→ Exercise objective
Exactly copy the final stretch of the listing below: the line with "Target: blue sky" and every line after it.

→ Source material

•••••

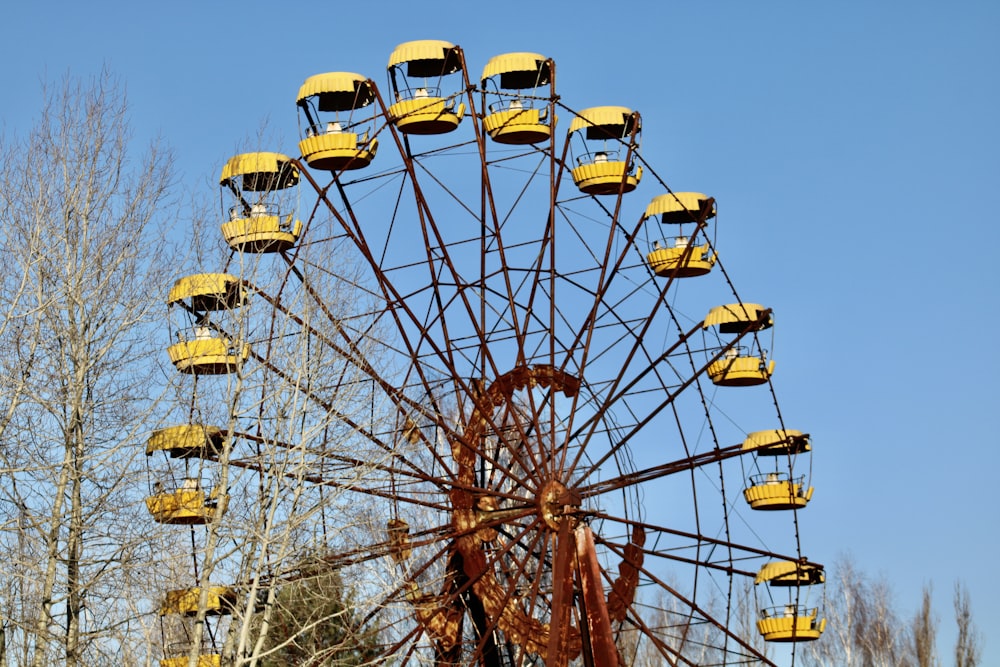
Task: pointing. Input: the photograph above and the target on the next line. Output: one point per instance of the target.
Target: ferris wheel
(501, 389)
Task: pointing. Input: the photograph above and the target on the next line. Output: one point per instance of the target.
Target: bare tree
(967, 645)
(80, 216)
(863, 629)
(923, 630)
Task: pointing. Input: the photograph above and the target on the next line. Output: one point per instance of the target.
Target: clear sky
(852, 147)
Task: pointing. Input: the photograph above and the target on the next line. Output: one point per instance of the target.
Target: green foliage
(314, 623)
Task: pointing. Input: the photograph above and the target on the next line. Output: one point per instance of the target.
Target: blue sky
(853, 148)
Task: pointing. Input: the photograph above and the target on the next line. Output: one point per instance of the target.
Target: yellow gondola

•••••

→ Reply
Target: blue sky
(853, 148)
Task: pointing. Input: the photograph above and the target on the next line. Output: one point per instance of the target.
Target: yellow gondola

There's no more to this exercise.